● **WORK TO BE COMPLETED**
In the data below, which lines contain "background"? List them by copying each one.

(Beginning of ENTRIES PROVIDED)

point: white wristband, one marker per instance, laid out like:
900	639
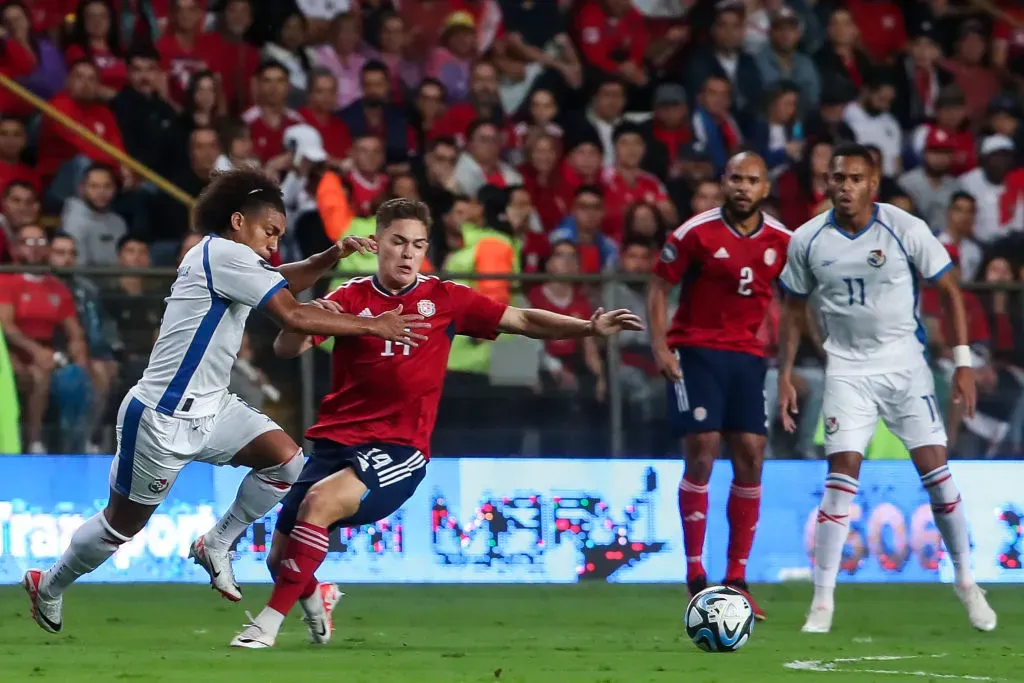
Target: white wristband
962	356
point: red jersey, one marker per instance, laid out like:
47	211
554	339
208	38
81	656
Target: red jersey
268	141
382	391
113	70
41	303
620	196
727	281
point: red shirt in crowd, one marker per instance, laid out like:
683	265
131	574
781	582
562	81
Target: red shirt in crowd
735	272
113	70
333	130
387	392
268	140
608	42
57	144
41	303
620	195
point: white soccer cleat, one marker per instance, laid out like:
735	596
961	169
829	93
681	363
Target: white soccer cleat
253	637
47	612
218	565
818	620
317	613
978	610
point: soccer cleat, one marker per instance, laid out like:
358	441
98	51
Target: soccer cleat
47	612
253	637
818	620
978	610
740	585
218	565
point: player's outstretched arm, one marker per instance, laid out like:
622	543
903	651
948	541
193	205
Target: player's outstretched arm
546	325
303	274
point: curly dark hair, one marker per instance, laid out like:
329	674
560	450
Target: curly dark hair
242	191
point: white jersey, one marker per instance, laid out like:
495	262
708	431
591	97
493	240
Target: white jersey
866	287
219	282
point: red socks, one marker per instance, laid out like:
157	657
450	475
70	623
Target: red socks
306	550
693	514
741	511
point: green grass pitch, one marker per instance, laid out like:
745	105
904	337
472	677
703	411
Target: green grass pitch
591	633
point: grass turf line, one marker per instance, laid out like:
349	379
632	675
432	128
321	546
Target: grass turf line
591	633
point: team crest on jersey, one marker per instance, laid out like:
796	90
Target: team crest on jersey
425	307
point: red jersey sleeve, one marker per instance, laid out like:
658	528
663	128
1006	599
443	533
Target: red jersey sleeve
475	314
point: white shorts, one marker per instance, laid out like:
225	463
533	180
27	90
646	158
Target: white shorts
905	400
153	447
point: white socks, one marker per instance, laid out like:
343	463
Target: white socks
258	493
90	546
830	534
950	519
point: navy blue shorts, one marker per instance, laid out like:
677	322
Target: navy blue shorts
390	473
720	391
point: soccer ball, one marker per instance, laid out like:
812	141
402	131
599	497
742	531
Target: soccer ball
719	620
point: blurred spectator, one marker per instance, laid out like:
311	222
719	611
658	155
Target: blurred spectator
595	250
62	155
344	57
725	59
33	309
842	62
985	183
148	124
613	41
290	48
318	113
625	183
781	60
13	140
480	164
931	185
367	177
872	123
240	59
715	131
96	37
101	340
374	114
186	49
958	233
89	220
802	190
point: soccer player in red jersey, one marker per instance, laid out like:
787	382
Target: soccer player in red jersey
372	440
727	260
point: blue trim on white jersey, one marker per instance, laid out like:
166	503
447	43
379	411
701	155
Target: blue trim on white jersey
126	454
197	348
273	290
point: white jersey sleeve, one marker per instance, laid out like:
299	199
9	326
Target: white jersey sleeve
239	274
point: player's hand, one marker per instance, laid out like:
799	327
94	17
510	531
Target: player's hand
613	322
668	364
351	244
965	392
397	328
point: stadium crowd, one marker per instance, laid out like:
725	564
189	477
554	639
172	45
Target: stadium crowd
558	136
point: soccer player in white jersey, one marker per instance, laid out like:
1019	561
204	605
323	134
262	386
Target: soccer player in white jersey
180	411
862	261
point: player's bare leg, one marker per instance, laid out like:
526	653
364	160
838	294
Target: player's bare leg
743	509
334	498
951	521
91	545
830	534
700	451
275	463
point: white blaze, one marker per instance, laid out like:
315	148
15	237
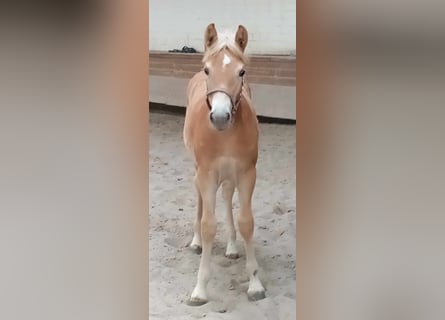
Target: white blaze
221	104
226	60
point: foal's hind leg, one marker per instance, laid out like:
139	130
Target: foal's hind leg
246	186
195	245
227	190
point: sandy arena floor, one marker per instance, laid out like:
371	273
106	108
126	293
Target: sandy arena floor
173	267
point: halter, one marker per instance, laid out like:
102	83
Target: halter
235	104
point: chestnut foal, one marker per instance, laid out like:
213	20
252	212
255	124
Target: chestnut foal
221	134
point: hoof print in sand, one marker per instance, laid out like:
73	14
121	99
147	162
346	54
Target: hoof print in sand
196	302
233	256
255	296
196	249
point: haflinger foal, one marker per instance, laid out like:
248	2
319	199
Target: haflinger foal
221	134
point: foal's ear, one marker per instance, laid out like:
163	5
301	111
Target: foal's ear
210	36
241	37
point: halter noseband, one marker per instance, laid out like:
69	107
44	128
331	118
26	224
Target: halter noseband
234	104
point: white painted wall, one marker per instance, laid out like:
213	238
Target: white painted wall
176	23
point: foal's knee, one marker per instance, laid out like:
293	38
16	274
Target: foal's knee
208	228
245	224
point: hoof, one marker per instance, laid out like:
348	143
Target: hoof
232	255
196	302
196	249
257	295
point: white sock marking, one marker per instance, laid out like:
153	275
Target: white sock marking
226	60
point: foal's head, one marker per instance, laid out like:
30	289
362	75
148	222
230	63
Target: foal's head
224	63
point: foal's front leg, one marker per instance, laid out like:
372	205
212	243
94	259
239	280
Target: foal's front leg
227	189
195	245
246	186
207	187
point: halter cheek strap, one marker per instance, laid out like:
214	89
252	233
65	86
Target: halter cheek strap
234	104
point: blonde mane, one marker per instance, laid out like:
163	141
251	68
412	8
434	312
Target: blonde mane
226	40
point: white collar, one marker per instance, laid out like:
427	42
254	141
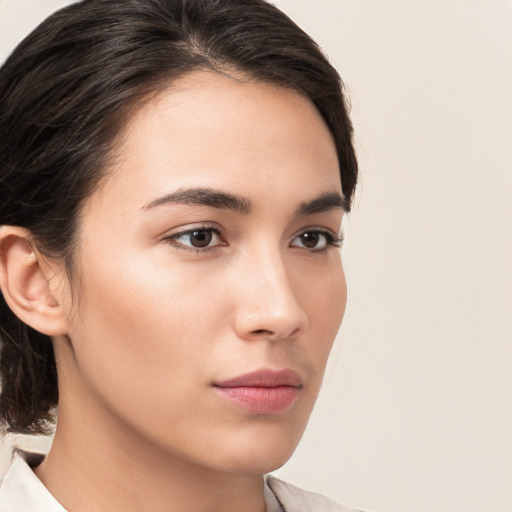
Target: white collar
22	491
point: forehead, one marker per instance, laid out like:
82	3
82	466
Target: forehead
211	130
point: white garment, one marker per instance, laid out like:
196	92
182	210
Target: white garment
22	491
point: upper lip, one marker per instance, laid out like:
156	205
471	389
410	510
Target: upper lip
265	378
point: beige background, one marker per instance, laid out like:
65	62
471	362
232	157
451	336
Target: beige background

(End of ENTRIES PROVIDED)
(Beginning of ENTRIES PROVIDED)

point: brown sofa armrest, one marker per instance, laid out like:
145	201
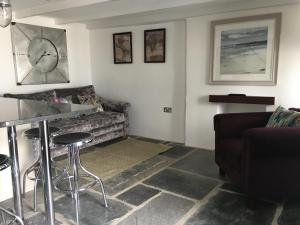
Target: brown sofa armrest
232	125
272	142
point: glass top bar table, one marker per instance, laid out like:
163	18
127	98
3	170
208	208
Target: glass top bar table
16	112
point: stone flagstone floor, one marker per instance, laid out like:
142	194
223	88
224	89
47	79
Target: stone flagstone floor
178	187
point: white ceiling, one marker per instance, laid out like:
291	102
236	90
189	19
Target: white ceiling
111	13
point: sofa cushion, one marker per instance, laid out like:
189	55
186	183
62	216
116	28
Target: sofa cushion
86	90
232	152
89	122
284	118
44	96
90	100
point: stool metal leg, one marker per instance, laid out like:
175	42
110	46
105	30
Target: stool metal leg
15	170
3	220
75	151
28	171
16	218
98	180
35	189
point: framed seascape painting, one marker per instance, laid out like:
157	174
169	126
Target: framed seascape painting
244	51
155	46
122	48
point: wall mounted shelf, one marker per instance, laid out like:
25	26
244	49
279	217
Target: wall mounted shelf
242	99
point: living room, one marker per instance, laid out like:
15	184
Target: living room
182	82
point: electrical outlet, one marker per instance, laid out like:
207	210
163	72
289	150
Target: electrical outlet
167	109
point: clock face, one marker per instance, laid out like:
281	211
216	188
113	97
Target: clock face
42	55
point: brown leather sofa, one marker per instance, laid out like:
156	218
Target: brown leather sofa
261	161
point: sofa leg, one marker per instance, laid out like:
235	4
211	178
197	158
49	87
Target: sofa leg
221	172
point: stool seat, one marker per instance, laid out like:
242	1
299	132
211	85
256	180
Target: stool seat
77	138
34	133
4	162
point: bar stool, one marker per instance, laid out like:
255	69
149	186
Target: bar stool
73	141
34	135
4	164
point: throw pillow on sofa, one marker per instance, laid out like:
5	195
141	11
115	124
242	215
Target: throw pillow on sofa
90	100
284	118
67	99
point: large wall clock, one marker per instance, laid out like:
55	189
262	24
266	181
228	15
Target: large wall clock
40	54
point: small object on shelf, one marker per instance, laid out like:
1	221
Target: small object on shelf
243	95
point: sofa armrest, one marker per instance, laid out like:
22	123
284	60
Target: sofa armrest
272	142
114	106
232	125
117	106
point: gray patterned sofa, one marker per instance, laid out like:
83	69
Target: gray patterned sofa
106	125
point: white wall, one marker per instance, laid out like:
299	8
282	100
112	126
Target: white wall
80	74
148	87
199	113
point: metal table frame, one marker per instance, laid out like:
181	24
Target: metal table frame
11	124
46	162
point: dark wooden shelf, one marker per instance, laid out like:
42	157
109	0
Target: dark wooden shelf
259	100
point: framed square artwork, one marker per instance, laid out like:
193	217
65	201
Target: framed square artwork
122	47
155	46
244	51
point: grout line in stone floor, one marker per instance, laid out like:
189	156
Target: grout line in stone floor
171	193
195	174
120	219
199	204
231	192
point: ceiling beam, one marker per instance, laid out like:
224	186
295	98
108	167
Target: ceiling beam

(End of ENTRIES PROVIDED)
(Beginning of ENTRIES PROVIDED)

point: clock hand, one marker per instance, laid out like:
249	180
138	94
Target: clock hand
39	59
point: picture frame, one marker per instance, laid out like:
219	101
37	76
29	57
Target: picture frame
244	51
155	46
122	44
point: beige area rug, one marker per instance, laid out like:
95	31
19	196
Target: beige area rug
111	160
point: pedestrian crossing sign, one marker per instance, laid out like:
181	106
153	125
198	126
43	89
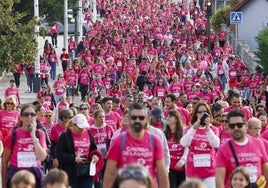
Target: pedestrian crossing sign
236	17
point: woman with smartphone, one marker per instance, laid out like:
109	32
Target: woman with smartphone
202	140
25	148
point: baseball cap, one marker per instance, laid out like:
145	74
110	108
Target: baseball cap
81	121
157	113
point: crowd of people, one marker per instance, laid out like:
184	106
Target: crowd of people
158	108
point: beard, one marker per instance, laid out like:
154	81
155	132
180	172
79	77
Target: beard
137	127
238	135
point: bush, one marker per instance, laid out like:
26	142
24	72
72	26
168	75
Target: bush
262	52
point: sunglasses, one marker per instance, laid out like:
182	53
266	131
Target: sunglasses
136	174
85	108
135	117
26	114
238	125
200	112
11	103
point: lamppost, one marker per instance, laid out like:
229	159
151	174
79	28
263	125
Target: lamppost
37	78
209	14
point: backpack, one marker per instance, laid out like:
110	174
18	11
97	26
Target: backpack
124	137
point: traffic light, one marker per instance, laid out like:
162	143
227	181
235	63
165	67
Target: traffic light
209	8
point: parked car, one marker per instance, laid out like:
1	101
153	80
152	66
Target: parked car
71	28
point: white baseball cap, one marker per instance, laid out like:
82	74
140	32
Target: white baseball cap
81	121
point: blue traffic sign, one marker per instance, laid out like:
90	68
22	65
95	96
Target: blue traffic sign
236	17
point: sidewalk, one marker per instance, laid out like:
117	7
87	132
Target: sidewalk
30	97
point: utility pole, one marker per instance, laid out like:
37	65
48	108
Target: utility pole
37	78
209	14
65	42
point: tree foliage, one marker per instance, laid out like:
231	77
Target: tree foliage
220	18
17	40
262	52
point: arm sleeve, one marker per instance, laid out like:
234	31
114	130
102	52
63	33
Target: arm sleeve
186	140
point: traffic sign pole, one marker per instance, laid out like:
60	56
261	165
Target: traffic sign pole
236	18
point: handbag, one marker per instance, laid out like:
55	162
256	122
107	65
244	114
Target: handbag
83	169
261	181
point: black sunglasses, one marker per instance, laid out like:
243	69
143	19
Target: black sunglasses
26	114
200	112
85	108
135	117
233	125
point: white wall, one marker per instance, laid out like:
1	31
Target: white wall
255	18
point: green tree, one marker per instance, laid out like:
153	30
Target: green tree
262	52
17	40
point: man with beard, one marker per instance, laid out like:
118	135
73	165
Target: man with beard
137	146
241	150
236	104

(End of ENTRIES PROVIDED)

● **REPLY**
point: beige background, one marker per instance, laid out like:
Target: beige background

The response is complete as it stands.